### [Extrait]
==================================================

Pesticides : pas de salut en dehors du bio ?

La vigne est très sensible aux maladies. Conséquence : près de 20 % des pesticides destinés à l’agriculture en France sont utilisés en viticulture, alors que celle-ci ne représente que 3 % de la surface agricole utile. Ces produits chimiques peuvent se retrouver sous forme de résidus dans le vin. En 2008, l’ONG PAN-Europe a ainsi retrouvé en moyenne plus de quatre résidus de pesticides différents dans des vins rouges de France et d’ailleurs. Il arrive toutefois que certains vins soient exempts de pesticides, alors que les vignes ont été traitées : Bernard Hudelot, viticulteur en Bourgogne, en a établi la preuve, en soumettant ses bouteilles à des analyses. En agriculture dite « raisonnée », ce vigneron n’utilise que des produits « de contact », c’est-à-dire qui ne pénètrent pas dans la vigne, contrairement aux produits « systémiques ». En outre, il fait vieillir ses vins, d’où un piégeage des pesticides dans la lie du vin. En dehors du bio, il est donc possible de trouver des vins « propres » si le vigneron a traité avec parcimonie. C’est souvent le cas en Provence, où la pression des maladies fongiques est moins forte qu’ailleurs. 

3 questions à Nicolas Roux, viticulteur dans le Bordelais en conversion vers le bio depuis 2015

Plantes & Santé Pourquoi avezvous converti vos vignes au bio ?

==================================================

### [Données étudiées]

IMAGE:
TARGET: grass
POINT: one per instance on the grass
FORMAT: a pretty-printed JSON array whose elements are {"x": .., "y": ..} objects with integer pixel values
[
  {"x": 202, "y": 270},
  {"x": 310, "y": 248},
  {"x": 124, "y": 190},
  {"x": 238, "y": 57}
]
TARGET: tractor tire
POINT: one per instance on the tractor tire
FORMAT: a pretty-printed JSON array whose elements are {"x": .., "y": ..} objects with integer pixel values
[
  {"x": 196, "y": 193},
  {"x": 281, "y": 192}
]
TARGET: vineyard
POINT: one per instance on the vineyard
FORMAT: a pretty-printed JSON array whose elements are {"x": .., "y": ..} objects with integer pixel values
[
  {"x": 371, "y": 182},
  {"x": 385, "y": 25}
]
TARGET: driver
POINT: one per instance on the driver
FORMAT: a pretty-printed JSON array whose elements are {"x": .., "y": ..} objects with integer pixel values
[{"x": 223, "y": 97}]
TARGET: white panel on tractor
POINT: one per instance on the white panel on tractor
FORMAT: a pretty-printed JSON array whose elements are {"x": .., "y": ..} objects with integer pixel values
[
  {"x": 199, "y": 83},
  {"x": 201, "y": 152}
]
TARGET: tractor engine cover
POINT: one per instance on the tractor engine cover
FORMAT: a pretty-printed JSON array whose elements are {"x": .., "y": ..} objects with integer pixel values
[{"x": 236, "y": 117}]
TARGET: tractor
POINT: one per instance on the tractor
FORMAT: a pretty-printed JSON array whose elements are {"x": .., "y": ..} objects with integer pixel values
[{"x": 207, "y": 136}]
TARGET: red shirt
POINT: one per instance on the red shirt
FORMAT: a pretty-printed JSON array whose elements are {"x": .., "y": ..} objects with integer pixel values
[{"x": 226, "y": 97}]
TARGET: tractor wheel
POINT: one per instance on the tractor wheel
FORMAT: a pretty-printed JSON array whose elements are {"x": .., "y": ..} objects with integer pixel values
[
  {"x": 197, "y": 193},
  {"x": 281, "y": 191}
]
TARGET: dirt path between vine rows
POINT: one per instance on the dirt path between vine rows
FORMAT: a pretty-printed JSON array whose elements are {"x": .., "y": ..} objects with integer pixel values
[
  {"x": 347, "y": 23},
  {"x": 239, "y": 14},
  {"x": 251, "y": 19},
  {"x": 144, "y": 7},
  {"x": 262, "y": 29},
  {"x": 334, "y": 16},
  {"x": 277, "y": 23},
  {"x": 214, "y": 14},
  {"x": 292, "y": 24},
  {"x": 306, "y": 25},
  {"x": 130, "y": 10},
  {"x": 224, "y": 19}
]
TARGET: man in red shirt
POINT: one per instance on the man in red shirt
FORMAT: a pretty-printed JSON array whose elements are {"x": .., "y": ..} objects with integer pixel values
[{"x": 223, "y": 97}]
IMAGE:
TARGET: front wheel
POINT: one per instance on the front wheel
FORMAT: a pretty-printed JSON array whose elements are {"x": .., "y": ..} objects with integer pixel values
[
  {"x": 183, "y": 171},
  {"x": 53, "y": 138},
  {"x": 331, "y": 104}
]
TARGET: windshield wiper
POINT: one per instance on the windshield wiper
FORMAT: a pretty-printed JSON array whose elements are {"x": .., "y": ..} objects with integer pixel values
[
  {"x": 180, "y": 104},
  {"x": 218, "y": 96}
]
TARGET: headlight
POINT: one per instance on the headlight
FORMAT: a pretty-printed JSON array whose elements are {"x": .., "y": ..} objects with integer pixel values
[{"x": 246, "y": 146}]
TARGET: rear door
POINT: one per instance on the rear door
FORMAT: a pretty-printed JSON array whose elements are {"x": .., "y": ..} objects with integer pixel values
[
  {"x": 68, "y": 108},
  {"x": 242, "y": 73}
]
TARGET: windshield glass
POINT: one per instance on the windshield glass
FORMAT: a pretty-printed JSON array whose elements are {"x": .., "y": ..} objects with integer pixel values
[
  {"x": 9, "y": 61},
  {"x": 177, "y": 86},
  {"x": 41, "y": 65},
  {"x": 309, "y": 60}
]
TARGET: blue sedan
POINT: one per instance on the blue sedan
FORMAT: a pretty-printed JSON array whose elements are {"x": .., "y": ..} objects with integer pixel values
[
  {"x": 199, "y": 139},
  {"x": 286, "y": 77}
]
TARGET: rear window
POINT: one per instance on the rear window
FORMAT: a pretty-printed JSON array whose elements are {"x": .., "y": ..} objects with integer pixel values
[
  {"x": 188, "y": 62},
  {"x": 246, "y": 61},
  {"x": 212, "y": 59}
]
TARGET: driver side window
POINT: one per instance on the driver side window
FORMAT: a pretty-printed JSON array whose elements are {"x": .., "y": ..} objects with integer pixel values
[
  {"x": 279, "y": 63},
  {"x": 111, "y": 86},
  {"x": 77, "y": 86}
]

==================================================

### [Sujet à traiter]
Résumez en deux phrases l'extrait plus haut sur les pesticides dans le vin.

### [Réponse rédigée]
La vigne, très sensible aux maladies, reçoit près de 20 % des pesticides agricoles en France pour seulement 3 % de la surface agricole utile, et ces produits peuvent laisser des résidus dans le vin. En dehors du bio, on peut pourtant trouver des vins sans pesticides si le vigneron traite avec parcimonie, comme Bernard Hudelot en Bourgogne, qui n'emploie que des produits « de contact » et fait vieillir ses vins pour piéger les pesticides dans la lie.